### [Your instructions]
Write the next part of the blog post about fashion brands moving away from seasonal launches, picking up right after its final sentence.

### [Excerpted passage]
Drop it like it’s hot 🔥 Why Seasons are so AW19…

Flora Davidson
3 min readMay 19, 2021

Most fast growth D2C e-comm brands no longer subscribe to the outdated formula of two fixed seasonal launches a year. Sure, this doesn’t mean these brands are not doing SS and AW collections, but the successful ones are sprinkling these alongside dozens of others capsules and drops too.

I can’t help but notice that the most progressive and high growth brands today share one thing between them all; they’re always one step ahead of the rest (or sometimes many more steps).

Rather than following the mainstream and sticking to the status quo, their focus is on experimenting with alternative ways to connect with their customers and obsessing over new ways they can surprise and delight them.

It’s all about dropping seasons? (get it?)

The future (better) fashion industry needs to be season-less. Customers are global, it’s always summer somewhere for some of your customers. The weather is more erratic, c’mon people buy bikinis all year round.

Saved entries
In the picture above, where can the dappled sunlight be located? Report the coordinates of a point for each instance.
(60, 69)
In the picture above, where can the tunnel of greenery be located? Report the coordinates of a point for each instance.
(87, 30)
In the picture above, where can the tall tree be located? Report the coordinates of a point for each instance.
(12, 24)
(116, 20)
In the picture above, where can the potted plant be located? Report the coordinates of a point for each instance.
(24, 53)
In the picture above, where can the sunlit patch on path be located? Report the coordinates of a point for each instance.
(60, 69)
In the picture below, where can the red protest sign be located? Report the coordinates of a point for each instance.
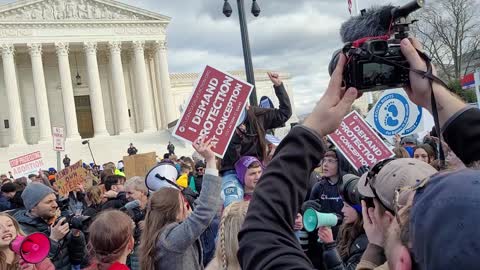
(358, 143)
(214, 109)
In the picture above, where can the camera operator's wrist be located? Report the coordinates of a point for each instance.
(448, 104)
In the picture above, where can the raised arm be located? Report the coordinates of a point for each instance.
(208, 204)
(267, 240)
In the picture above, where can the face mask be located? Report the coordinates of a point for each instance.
(410, 150)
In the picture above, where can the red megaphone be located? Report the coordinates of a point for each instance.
(32, 248)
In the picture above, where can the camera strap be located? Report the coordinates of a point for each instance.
(432, 78)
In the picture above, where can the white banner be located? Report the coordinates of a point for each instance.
(395, 114)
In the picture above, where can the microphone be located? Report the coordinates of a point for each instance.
(374, 22)
(408, 8)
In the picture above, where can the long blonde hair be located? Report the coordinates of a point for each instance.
(3, 258)
(162, 209)
(110, 234)
(227, 241)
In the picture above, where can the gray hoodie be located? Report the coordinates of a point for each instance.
(178, 246)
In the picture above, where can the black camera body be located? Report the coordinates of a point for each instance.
(74, 222)
(377, 63)
(367, 72)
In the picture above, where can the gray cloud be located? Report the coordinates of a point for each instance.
(297, 37)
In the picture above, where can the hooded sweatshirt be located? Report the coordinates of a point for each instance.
(327, 193)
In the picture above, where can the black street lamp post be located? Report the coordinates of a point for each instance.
(227, 11)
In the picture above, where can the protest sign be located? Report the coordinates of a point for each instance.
(70, 178)
(27, 164)
(358, 143)
(139, 164)
(395, 114)
(214, 108)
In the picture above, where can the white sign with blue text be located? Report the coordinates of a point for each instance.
(395, 114)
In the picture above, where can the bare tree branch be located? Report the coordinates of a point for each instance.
(449, 31)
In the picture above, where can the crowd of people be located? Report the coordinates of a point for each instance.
(247, 210)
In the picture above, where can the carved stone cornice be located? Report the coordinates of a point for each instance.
(115, 46)
(7, 49)
(62, 48)
(54, 10)
(160, 45)
(35, 49)
(90, 48)
(138, 45)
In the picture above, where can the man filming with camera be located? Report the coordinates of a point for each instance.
(41, 209)
(267, 240)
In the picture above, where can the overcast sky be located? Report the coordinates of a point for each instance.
(295, 36)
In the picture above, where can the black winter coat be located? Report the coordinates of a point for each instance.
(63, 254)
(333, 261)
(247, 144)
(462, 133)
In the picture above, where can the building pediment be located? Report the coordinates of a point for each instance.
(74, 10)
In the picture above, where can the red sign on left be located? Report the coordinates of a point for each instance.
(26, 164)
(214, 109)
(359, 143)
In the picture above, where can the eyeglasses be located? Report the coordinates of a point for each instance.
(372, 174)
(186, 204)
(398, 193)
(329, 160)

### [Answer to this task]
So what’s a drop?

Shopify define a drop as

Low-ish supply + high demand x hype = major sales.

It’s also not niche behaviour. As Shopify says in their article — they’re now home to “more than 100,000 businesses who sell this way — marketing a limited run product for a low price during a short window of time.” Basically, it’s big business. Drops can achieve things that are unthinkable in conventional retail, “large brands can easily see over 100,000 checkouts during a product drop”.

Oh, and there’s an added bonus too of these smaller, limited and regular drops — they’re also inherently more sustainable than the old ways. Pre-sales, waiting lists and producing the right amount reduces the amount of waste and reliance on heavy post end of season discounting that cheapens the value of products. The current calendar — one still heavily dictated by seasons — penalises ranges that are ‘out of season’ — discounting heavily, for extended periods.

How are drops different from seasons though?

Drops (or capsules) are more regular, you can see the latest weekly or monthly drops of brands scattered over their insta feeds or in the regularly updated “New In” tab on most e-comm sites. The whole experience of a drop is different. Drops allow brands to control demand, control when and how much. They’re all about anticipation in the lead up to a launch, FOMO, the unexpected, and the thrill in the moment.

Pangaia “horizon capsule” collection dropping a month after another capsule.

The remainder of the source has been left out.